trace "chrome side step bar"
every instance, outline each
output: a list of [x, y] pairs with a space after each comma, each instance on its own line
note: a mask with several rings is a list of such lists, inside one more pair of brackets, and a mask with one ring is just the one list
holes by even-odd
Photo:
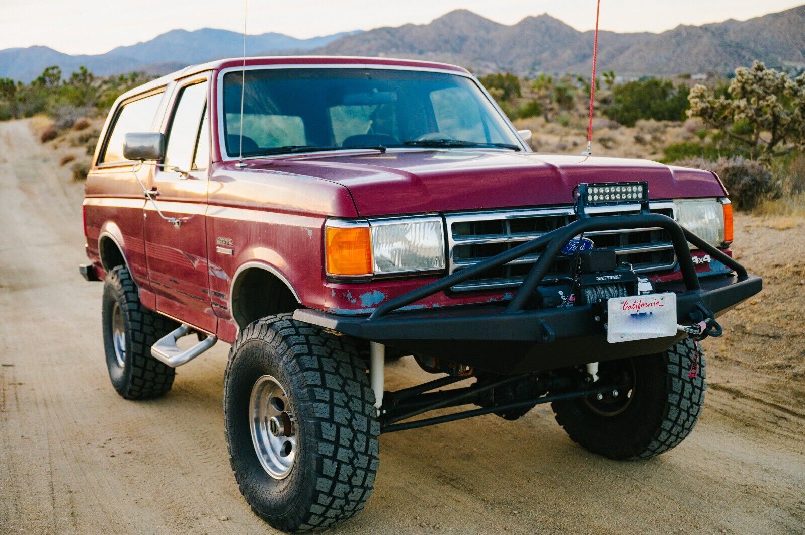
[[151, 356], [159, 362], [171, 368], [175, 368], [190, 362], [218, 341], [215, 336], [208, 336], [189, 349], [180, 349], [176, 345], [176, 341], [192, 332], [190, 326], [183, 324], [175, 331], [157, 340], [156, 344], [151, 346]]

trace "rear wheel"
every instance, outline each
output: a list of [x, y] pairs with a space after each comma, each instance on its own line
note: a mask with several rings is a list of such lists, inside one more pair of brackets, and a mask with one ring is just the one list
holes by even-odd
[[270, 316], [229, 353], [224, 418], [252, 510], [283, 531], [351, 518], [372, 493], [380, 426], [365, 363], [349, 339]]
[[170, 390], [175, 371], [151, 356], [151, 348], [178, 324], [142, 306], [125, 266], [106, 275], [101, 317], [106, 368], [118, 393], [126, 399], [147, 399]]
[[693, 430], [704, 402], [704, 364], [691, 339], [658, 355], [602, 362], [600, 382], [625, 385], [625, 392], [551, 406], [571, 439], [590, 451], [615, 459], [653, 457]]

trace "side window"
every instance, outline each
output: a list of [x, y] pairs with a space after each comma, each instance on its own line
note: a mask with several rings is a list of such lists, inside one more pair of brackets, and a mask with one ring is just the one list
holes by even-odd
===============
» **Problem details**:
Write out the lines above as a JSON list of strings, one string per line, skipping blank lines and leaving out the picture.

» **Written reply**:
[
  "trace \"chrome side step bar\"",
  "every instance, outline each",
  "output: a list of [x, y] pairs with a space after each comma, each instance on its own line",
  "note: a mask with several rings is a list of such lists, inside one more pair of brackets, and a mask with one ring is just the one list",
  "holes by even-odd",
  "Photo:",
  "[[151, 356], [159, 362], [171, 368], [175, 368], [190, 362], [218, 341], [215, 336], [208, 336], [189, 349], [180, 349], [176, 345], [176, 341], [192, 332], [190, 326], [183, 324], [175, 331], [157, 340], [156, 344], [151, 346]]",
  "trace \"rear wheel\"",
  "every instance, outline each",
  "output: a list of [x, y] pairs with a space after each comma, each instance on its own line",
  "note: a mask with several rings is a list of such lists, inside one more pair of brackets, and a mask with one ring is just the one list",
  "holes by even-odd",
  "[[270, 316], [229, 353], [224, 418], [252, 510], [283, 531], [351, 518], [372, 493], [380, 426], [365, 363], [349, 339]]",
  "[[170, 390], [175, 371], [151, 356], [151, 348], [178, 324], [142, 306], [125, 266], [106, 275], [101, 317], [106, 368], [118, 393], [126, 399], [147, 399]]",
  "[[693, 430], [704, 402], [704, 364], [691, 339], [658, 355], [602, 362], [600, 382], [625, 385], [625, 392], [551, 406], [571, 439], [590, 451], [615, 459], [653, 457]]",
  "trace \"side window\"",
  "every instance, outline each",
  "output: a list of [x, y] pairs with a space after each comma, each instance on its own line",
  "note: a mask with several rings is a list of such lists, inside one more pair of brackets, and a mask with one ring is just the one list",
  "holes by even-odd"
]